__ACTIVITY__: Below are the entries to retype; reproduce each one exactly.

__Items listed in a dataset__:
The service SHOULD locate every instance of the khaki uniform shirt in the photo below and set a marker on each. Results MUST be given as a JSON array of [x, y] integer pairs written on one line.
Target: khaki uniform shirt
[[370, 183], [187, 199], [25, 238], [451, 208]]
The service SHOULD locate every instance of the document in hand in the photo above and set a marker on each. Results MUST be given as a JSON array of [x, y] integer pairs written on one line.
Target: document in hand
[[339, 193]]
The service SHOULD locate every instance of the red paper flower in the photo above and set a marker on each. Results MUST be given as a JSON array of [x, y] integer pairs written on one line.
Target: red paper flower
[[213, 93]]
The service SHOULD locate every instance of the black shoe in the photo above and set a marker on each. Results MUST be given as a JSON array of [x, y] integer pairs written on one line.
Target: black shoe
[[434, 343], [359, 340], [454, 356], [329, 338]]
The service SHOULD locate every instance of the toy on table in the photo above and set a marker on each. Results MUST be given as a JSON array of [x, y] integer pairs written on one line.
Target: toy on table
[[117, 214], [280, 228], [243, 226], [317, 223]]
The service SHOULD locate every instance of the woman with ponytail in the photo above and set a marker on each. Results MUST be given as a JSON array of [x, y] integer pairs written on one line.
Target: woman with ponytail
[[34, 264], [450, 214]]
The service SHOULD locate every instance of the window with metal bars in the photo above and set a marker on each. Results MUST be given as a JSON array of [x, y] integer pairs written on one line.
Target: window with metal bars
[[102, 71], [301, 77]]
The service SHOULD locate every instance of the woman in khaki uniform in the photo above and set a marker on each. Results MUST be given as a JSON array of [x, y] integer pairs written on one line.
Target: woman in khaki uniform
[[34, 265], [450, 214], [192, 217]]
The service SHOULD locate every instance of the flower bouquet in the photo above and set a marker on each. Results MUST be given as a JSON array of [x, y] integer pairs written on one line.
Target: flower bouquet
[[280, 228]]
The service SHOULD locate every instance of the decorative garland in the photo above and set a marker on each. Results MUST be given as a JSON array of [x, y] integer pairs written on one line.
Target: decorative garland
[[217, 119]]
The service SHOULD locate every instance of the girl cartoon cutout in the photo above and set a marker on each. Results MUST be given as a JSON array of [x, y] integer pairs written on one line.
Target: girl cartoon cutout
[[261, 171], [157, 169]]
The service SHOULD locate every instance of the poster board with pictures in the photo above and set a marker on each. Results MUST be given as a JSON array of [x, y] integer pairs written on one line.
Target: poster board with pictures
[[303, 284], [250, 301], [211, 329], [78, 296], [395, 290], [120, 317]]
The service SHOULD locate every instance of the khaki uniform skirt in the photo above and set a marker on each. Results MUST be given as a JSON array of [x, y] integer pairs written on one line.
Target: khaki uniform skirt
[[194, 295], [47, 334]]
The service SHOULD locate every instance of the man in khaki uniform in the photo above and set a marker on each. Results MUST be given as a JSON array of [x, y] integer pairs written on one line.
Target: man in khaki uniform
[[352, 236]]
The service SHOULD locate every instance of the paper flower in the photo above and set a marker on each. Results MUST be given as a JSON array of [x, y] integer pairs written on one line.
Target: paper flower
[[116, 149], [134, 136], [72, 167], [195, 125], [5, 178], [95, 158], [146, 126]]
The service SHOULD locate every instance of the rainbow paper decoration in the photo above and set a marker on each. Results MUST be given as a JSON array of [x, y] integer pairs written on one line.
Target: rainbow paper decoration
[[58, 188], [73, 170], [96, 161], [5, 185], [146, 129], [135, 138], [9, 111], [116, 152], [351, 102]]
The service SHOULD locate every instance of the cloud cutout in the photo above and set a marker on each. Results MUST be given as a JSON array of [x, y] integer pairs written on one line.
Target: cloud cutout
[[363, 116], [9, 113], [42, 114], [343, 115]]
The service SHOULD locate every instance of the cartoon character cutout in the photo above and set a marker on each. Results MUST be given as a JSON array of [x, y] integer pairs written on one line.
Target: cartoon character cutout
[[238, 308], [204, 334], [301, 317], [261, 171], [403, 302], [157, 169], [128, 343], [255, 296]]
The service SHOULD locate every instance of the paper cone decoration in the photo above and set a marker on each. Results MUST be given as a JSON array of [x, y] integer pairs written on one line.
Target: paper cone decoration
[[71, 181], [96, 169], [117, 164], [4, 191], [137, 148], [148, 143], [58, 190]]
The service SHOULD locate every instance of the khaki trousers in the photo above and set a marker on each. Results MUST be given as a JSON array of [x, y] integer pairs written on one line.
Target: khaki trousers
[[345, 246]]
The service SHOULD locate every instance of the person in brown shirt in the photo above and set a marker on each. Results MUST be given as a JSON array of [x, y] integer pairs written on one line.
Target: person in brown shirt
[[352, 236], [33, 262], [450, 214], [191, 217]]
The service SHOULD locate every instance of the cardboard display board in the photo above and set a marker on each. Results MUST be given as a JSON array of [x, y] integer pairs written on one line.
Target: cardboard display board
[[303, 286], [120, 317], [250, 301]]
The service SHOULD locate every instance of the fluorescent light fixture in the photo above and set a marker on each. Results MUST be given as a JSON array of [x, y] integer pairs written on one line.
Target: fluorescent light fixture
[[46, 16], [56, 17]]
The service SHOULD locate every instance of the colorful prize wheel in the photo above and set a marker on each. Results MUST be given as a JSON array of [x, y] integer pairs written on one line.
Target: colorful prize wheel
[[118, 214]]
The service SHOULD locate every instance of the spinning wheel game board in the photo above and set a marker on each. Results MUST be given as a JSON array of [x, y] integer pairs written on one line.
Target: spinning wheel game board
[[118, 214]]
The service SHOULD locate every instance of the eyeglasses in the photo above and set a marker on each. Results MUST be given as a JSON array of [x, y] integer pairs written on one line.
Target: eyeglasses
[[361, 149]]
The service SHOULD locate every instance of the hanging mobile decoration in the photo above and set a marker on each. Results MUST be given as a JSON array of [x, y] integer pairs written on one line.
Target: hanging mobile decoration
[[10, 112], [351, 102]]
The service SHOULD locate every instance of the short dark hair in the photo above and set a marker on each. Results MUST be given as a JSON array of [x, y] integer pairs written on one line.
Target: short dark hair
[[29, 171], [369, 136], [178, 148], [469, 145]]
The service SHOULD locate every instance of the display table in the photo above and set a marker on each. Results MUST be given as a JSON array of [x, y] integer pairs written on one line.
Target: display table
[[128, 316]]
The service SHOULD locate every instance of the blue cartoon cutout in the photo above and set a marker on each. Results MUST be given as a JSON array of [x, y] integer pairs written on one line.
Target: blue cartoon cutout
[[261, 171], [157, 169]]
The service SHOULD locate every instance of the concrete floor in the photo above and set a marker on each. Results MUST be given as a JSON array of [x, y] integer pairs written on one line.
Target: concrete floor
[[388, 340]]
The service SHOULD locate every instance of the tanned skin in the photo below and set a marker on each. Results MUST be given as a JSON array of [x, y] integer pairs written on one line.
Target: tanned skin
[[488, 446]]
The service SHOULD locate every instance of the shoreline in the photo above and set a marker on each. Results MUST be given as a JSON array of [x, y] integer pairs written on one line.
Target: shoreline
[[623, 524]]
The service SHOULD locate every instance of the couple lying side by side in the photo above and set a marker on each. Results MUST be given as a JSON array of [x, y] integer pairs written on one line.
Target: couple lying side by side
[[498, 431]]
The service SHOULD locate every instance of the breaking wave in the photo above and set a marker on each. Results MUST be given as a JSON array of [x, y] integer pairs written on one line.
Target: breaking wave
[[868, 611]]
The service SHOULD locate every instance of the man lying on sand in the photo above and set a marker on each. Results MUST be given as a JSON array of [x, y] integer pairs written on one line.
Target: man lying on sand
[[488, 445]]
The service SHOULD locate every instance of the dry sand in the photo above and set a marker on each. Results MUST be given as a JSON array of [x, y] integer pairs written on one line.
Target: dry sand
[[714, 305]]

__SOLVED PROBLEM__:
The service SHOULD locate every instance of the khaki uniform shirt in the photo below and set a marker on each. Results MUST be given as a JSON array of [x, y] integer pairs written on one line.
Target: khaki uniform shirt
[[370, 183], [187, 199], [25, 238], [451, 208]]
The service SHOULD locate every instance of the document in hand in the photo above and set a marker on each. Results MUST be given as a JSON array of [x, y] integer pairs written on one line.
Target: document in hand
[[339, 193]]
The service SHOULD locate every instance of the red paper flower in the photo above and set a marker on each. Results MUST be given as a JSON array of [x, y] integer pairs written on one line.
Target: red paper flower
[[213, 93]]
The service SHOULD locate every instance of the black shoe in the photo above and set a marker on each. Results MUST be given as a JSON array of [x, y] integer pairs written on one line.
Target: black shoe
[[434, 343], [359, 340], [454, 356], [329, 338]]
The service SHOULD locate every instance of the toy on table in the photo above and set a marker on each. Results MUST be given as a JSON array of [x, y] integer pairs written on one line.
Target: toy on table
[[117, 214], [280, 228], [243, 226], [317, 223]]
The service SHOULD locate every instance of the woman with ponytail in the photo above and set a marker on each. Results MUST be given as a JSON array of [x, y] integer pairs written on one line.
Target: woman with ponytail
[[34, 264], [450, 214]]
The service SHOULD locate every instance of the window with metal bars in the photo above and set a marker on each. Results MUST be given as a JSON array of [x, y] integer pairs written on one line.
Target: window with metal bars
[[102, 71], [301, 77]]
The service SHOULD locate every instance of the woman in khaki uniform in the photo above and set a marker on each. Results MUST be given as a JSON array of [x, y] integer pairs written on one line.
Target: woman in khaki uniform
[[34, 265], [450, 214], [192, 217]]
The service SHOULD locate every instance of the flower bouquet in the photo above and set a marker on each. Results MUST be given as a JSON array of [x, y] integer pairs written on one line.
Target: flower bouquet
[[280, 228]]
The service SHOULD locate every instance of the decorative garland in the photo above and set a marker on each. Results MUST be given as a JSON array of [x, y] integer pairs written on one line.
Target: decorative garland
[[217, 119]]
The service SHOULD locate every instance of the girl cartoon cutout in the photo above and set a marker on each. Results MUST be given as a JSON array of [x, y] integer pairs written on one line.
Target: girl cartoon cutout
[[261, 171], [157, 169]]
The service SHOULD locate every instance of the poster board with pictures in the photo above and set a marker on each. Results MUST be given as a JSON array of [x, y] integer pairs written on one line.
Target: poster board with pictures
[[303, 284], [250, 301], [211, 329], [78, 296], [395, 290], [120, 317]]
The service SHOULD locate every instance of the khaki uniform skirt in the photo above and set a marker on each. Results MUST be given as a JSON array of [x, y] integer pairs written on one line.
Target: khaki uniform skirt
[[194, 295], [47, 334]]
The service SHOULD locate every instance of the man in khaki uniform in the photo above and set a marker on each. Results MUST be given as a JSON array of [x, y] integer pairs written on one line.
Target: man in khaki uniform
[[352, 236]]
The service SHOULD locate every instance of the paper flower in the photo above and set a marker on each. Results MUST be given as a JSON array of [x, y] integer pairs written on one line.
Target: paper flower
[[116, 149], [134, 136], [72, 167], [195, 125], [5, 178], [95, 158], [146, 126]]
The service SHOULD locate every instance of the rainbow paper decoration in the photo above and set a marker on each. Results MUST be given as a JSON array of [x, y] integer pairs written on one line.
Target: rainbow paper decoration
[[58, 188], [73, 170], [96, 161], [5, 185], [146, 129], [135, 138], [9, 111], [116, 152], [351, 102]]
The service SHOULD locate every instance of the cloud cutout in the photo above and set a marker on each. Results MUST be given as a JSON array of [x, y] integer pairs written on one line.
Target: cloud cutout
[[363, 116], [9, 113], [42, 114], [343, 115]]
The service SHOULD locate every instance of the cartoon character cutout in the photo above and set a marker on each. Results MUST be given as a JSON array of [x, y] integer pairs written on one line.
Target: cartoon character cutout
[[238, 308], [204, 334], [301, 317], [261, 171], [403, 302], [157, 169], [128, 343], [255, 296]]
The service SHOULD locate every instance of the paper cone decoration in the photo above and set a marker on each. Results MUST be given as a JSON array of [x, y] integer pairs written on one line.
Target: paper cone decoration
[[71, 181], [96, 169], [117, 164], [4, 191], [137, 148], [148, 143], [58, 190]]
The service SHOULD locate every instance of the khaki trousers in the photo above and set a marker on each. Results MUST be given as a JSON array of [x, y] integer pairs written on one line.
Target: khaki trousers
[[345, 246]]
The service SHOULD locate every instance of the person in brown shirt in the photo above and set a marker on each. Results MUST be given as a JSON array of [x, y] integer pairs written on one line.
Target: person in brown shirt
[[352, 236], [33, 262], [450, 214], [191, 217]]
The service SHOULD locate every instance of the cardboard display board in the photo above and set a marker on each. Results MUST be given as a JSON array of [x, y] integer pairs written on one line.
Target: cardboard display board
[[303, 286], [120, 317], [250, 301]]
The service SHOULD locate every instance of the fluorescent light fixture in the photo above and set a marker on each. Results MUST be given as a JSON array of [x, y] integer pairs written on one line.
Target: fluorescent light fixture
[[46, 16], [56, 17]]
The service SHOULD locate every instance of the colorful prize wheel in the photo above and set a marker on each. Results MUST be given as a JSON array of [x, y] integer pairs written on one line.
Target: colorful prize wheel
[[118, 214]]
The service SHOULD locate every instance of the spinning wheel game board in the photo above and set a marker on each. Results MUST be given as a JSON array of [x, y] integer pairs written on one line.
Target: spinning wheel game board
[[118, 214]]
The service SHOULD locate every instance of the eyeglasses in the photo above and set a marker on each. Results MUST be given as a JSON array of [x, y] integer pairs written on one line.
Target: eyeglasses
[[361, 149]]
The service SHOULD locate every instance of the hanging mobile decoration in the photo above and set a marker on each. Results MUST be given as a JSON array of [x, y] integer pairs written on one line.
Target: hanging mobile decoration
[[10, 112], [351, 102]]
The service SHOULD locate every instance of the short dark hair in the photo above and set a marker on each. Results MUST be given as a JSON array of [x, y] integer pairs written on one line.
Target: short dark hair
[[29, 171], [369, 136], [178, 148], [469, 145]]
The service SHOULD locate every instance of the display table in the photo above and set a marker on each. Results MUST be given as a JSON array of [x, y] integer pairs written on one line.
Target: display table
[[128, 316]]
The service SHOULD locate every instance of the blue cartoon cutout in the photo above and set a marker on each. Results MUST be given as a JSON array of [x, y] integer pairs written on one line.
Target: blue cartoon cutout
[[261, 171], [157, 169]]
The service SHOULD locate every instance of the concrete floor in the photo above and set a marker on each. Results MUST be given as a JSON array of [x, y] integer pairs written on one line.
Target: concrete floor
[[388, 340]]
The service SHOULD locate every instance of the tanned skin in the photo below and set a marker on each. Results MUST be given as a JSON array of [x, y] integer pairs written on one line.
Target: tanned skin
[[488, 446]]
The service SHOULD locate every instance of the shoreline in the photo above and set a marker on each. Results MUST be given as a JSON array of [x, y] integer pairs written on one line.
Target: shoreline
[[623, 524]]
The service SHOULD locate every instance of the couple lying side by side in the photo above and set a marker on each. Results MUST be given as a JSON array of [x, y] integer pairs written on one line.
Target: couple lying side by side
[[498, 431]]
The service SHOULD locate every instance of the breaking wave in the photo above and set a marker on each. Results MUST be given as a JSON array of [x, y] integer pairs written on one line.
Target: breaking wave
[[868, 611]]
The service SHOULD locate every instance of the man lying on sand in the photo above and set a marker on each. Results MUST be given as a JSON array of [x, y] integer pairs written on one line.
Target: man lying on sand
[[488, 445]]
The service SHOULD locate every instance of the dry sand in the photo above and set a marker on each. Results MUST be given as a JSON array of [x, y] integer pairs written on one line.
Target: dry sand
[[714, 305]]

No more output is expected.